____ Input for this task

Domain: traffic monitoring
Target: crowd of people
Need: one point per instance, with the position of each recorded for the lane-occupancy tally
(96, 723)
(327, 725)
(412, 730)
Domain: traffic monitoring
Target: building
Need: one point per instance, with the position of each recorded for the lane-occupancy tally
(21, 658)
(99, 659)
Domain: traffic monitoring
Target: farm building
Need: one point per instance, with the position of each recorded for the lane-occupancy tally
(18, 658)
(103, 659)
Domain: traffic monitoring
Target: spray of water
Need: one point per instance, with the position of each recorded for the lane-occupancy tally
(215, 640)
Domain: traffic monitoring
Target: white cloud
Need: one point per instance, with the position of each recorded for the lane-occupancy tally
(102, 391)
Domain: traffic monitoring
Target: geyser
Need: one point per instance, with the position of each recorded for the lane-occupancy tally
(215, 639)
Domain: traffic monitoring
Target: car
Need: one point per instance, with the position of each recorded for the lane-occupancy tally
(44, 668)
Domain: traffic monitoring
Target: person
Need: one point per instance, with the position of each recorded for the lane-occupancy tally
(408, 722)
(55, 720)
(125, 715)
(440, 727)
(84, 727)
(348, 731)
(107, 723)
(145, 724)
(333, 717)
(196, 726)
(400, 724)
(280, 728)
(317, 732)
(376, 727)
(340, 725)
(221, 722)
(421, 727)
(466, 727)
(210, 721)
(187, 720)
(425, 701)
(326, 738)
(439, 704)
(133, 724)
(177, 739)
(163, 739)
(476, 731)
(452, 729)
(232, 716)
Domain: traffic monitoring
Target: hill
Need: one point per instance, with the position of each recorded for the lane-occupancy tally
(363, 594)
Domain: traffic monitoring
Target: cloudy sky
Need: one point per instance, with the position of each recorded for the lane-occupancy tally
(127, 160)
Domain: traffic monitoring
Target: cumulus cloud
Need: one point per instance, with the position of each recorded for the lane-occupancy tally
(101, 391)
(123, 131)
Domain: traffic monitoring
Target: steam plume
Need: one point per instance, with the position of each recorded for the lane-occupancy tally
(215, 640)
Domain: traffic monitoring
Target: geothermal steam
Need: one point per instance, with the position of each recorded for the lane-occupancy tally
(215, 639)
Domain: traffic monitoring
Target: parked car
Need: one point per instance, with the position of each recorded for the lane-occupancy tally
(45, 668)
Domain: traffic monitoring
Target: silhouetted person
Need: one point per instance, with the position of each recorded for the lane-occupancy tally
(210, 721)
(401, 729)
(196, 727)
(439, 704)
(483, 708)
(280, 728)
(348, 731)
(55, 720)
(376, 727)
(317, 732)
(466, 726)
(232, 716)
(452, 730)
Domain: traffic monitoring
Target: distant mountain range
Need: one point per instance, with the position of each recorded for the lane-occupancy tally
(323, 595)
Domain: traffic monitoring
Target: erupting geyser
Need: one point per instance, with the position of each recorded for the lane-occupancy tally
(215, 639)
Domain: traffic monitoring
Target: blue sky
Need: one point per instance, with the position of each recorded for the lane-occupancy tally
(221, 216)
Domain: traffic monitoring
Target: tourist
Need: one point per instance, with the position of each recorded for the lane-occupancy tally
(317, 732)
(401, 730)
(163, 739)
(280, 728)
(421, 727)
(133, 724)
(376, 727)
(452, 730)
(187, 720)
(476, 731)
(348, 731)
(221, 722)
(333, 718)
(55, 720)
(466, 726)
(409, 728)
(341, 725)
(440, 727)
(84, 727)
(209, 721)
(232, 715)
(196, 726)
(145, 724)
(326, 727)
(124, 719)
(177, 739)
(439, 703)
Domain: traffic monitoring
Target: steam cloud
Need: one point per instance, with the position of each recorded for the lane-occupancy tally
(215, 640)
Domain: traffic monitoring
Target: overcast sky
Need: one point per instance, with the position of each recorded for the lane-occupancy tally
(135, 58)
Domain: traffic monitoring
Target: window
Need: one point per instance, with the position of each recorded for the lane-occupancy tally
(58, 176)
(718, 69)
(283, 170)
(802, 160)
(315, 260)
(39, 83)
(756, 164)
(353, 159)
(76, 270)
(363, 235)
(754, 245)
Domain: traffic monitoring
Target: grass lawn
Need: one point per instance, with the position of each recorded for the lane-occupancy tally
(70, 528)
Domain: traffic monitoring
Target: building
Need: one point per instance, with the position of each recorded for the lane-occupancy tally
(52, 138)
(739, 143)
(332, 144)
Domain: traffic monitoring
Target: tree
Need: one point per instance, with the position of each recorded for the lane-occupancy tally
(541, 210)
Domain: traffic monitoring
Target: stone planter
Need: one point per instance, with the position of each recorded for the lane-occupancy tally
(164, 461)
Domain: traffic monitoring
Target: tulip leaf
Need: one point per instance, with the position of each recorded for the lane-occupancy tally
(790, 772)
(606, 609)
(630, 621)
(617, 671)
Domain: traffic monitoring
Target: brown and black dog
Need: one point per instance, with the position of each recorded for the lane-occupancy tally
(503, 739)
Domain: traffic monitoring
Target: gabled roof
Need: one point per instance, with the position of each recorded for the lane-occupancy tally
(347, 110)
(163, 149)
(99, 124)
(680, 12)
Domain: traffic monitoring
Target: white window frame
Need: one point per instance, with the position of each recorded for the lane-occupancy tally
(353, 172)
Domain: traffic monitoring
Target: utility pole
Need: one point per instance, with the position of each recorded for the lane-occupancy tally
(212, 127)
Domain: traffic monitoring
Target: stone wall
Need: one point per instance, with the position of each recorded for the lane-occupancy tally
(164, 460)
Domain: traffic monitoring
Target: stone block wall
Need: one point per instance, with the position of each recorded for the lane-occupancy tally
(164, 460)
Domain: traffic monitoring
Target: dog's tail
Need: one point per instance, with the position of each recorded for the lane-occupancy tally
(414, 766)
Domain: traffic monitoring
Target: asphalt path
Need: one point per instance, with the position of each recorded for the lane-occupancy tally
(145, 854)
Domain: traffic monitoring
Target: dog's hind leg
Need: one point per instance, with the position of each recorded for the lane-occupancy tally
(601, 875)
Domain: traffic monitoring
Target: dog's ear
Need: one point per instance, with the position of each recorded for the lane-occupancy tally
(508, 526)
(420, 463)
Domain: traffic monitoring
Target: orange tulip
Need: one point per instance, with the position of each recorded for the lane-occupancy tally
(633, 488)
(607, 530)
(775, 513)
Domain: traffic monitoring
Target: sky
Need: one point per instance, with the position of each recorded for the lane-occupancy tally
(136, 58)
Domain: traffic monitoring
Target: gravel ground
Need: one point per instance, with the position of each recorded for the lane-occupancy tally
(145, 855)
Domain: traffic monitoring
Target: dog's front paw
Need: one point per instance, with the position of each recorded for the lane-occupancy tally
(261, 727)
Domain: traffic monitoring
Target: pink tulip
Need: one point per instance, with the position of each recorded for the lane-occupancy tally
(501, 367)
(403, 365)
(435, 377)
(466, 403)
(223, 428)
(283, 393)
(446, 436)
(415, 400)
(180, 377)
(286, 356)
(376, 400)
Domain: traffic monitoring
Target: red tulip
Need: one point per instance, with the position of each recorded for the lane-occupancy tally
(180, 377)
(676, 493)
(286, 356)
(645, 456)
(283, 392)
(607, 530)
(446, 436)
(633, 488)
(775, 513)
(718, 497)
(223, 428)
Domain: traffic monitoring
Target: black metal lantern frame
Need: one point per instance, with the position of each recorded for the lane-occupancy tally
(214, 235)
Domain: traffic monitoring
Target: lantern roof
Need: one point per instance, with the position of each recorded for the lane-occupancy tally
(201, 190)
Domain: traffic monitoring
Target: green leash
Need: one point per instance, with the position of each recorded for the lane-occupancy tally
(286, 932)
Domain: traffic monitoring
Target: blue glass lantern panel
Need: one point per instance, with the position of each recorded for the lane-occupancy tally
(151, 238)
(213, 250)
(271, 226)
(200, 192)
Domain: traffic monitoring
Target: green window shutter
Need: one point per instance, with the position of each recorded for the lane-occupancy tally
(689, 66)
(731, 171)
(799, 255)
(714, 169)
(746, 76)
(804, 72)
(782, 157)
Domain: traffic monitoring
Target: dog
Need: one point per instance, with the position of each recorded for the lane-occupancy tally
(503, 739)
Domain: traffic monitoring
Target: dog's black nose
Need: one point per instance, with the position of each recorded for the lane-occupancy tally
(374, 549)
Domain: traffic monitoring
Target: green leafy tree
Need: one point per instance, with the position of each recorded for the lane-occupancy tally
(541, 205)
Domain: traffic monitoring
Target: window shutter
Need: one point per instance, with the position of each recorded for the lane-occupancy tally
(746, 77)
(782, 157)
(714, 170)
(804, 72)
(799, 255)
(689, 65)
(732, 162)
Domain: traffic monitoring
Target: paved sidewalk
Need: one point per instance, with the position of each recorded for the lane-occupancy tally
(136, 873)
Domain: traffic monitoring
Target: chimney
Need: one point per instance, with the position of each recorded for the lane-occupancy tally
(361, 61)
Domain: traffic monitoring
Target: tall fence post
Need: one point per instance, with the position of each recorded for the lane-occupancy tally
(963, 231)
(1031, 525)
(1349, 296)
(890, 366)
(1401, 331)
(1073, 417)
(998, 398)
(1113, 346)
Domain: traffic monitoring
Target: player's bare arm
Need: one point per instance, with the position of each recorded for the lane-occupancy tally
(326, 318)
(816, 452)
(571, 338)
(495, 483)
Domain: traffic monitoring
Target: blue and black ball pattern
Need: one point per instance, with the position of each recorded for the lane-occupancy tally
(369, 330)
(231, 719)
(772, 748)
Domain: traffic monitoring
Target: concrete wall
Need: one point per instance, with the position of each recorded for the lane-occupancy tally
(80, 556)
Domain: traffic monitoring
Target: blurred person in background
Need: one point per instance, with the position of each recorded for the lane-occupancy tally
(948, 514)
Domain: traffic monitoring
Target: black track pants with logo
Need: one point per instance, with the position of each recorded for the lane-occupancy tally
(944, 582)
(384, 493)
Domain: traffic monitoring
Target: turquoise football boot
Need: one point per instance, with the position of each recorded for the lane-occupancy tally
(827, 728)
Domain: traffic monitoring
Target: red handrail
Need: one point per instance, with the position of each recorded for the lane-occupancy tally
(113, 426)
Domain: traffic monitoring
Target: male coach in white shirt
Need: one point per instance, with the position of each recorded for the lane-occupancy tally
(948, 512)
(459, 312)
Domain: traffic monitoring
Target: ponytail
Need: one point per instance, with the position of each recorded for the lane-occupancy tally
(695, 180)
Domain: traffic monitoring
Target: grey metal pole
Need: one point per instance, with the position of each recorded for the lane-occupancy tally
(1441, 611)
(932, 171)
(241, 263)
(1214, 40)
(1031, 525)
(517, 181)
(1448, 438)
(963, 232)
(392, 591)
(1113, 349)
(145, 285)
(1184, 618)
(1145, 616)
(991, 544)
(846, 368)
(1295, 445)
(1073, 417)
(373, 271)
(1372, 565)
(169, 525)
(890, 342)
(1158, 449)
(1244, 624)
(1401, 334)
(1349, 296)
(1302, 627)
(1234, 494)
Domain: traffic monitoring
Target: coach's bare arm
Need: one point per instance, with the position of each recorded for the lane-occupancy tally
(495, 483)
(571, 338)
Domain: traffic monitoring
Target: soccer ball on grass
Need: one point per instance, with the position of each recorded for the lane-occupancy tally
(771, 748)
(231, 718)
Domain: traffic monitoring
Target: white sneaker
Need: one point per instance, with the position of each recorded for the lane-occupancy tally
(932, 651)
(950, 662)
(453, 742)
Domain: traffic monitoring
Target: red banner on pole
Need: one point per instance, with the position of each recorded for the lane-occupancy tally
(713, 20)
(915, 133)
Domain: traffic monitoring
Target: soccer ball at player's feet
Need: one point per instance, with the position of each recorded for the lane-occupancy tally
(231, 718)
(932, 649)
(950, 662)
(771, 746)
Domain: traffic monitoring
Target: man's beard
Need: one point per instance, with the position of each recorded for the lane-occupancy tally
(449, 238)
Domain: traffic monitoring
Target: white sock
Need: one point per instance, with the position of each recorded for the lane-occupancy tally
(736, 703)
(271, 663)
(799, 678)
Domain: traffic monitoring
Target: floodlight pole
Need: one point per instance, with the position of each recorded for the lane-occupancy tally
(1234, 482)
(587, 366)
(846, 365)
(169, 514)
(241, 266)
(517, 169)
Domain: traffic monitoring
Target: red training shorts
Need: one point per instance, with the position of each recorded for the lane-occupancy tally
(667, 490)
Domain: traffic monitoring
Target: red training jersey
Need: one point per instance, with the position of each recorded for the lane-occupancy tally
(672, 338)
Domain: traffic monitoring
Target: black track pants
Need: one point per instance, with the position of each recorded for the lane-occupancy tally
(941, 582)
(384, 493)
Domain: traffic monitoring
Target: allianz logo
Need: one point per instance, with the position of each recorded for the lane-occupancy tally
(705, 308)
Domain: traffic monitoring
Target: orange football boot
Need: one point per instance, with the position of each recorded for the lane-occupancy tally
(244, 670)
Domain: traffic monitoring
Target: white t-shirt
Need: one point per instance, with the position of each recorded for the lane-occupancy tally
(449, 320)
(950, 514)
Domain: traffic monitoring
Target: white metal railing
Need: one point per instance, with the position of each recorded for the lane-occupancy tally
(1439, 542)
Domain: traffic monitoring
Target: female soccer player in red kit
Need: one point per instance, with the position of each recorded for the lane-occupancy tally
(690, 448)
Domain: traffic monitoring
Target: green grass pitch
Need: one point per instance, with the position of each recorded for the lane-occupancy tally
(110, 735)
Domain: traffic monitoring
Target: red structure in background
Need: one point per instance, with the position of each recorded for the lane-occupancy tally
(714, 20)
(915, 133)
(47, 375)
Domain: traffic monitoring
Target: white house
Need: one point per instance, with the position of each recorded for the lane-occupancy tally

________

Pull out every line above that contains the word "grass" and copy each one in full.

Target: grass lawn
Target: soccer ball on grass
Target: green grass pitch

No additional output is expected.